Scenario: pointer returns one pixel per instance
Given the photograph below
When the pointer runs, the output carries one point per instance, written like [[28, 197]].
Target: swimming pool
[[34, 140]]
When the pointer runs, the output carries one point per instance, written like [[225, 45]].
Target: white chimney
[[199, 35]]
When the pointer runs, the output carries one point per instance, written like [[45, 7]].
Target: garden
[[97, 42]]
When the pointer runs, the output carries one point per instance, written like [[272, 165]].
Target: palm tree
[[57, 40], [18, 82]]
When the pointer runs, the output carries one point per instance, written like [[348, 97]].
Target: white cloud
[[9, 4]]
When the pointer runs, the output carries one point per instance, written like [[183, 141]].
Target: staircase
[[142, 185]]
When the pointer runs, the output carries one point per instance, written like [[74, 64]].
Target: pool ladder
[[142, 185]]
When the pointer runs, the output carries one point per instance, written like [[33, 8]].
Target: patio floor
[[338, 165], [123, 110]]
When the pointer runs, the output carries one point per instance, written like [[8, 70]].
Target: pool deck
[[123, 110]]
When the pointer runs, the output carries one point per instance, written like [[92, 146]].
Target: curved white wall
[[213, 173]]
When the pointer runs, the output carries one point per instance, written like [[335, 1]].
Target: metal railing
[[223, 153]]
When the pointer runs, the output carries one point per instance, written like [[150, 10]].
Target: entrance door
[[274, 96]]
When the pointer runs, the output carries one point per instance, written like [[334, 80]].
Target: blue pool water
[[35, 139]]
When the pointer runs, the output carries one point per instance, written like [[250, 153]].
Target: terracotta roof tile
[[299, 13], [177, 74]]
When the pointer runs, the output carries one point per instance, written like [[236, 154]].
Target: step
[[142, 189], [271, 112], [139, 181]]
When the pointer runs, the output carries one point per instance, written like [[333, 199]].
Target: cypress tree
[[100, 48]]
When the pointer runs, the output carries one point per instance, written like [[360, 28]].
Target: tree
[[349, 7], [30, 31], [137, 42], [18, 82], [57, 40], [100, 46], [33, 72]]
---
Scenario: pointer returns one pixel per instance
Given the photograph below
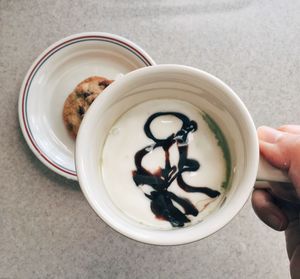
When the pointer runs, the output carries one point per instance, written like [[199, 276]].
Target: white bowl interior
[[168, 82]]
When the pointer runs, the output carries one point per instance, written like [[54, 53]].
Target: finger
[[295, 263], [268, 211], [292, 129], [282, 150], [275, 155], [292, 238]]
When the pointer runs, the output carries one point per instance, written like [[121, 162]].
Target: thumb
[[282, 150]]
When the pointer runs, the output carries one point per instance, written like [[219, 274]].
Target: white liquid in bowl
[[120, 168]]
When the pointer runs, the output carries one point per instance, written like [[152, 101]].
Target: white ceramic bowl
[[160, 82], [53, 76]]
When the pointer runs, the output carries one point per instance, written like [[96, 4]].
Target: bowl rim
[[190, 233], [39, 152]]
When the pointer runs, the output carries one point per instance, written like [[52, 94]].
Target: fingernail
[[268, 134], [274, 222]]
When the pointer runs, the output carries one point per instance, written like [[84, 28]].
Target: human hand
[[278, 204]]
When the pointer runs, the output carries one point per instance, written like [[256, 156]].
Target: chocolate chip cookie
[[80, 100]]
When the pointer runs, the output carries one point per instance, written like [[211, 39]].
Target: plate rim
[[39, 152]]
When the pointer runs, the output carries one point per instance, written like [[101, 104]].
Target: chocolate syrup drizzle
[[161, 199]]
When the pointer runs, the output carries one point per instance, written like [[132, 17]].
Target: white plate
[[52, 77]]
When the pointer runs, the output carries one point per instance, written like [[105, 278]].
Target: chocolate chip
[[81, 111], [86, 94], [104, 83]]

# What the exercise asks
All that belongs in the answer is the run of lines above from the line containing "like [[219, 274]]." through the line containing "like [[256, 156]].", exactly as written.

# Answer below
When the pointer runs, the output carries one point per instance, written like [[219, 274]].
Target: white liquid in bowl
[[120, 168]]
When the pointer runs, the output carries one point per instance, written like [[152, 101]].
Target: white ceramic bowl
[[160, 82], [53, 76]]
When the pointer runs, the output carries one point per instance, written like [[96, 4]].
Target: bowl rim
[[190, 233], [39, 152]]
When the pointer runs, the output carries one point per instance, written like [[52, 94]].
Target: fingernail
[[268, 134], [274, 222]]
When the pointer runs, the output carries one point per instance, written like [[84, 28]].
Target: human hand
[[278, 204]]
When the pointer runs, the output carries one point per instance, written like [[256, 156]].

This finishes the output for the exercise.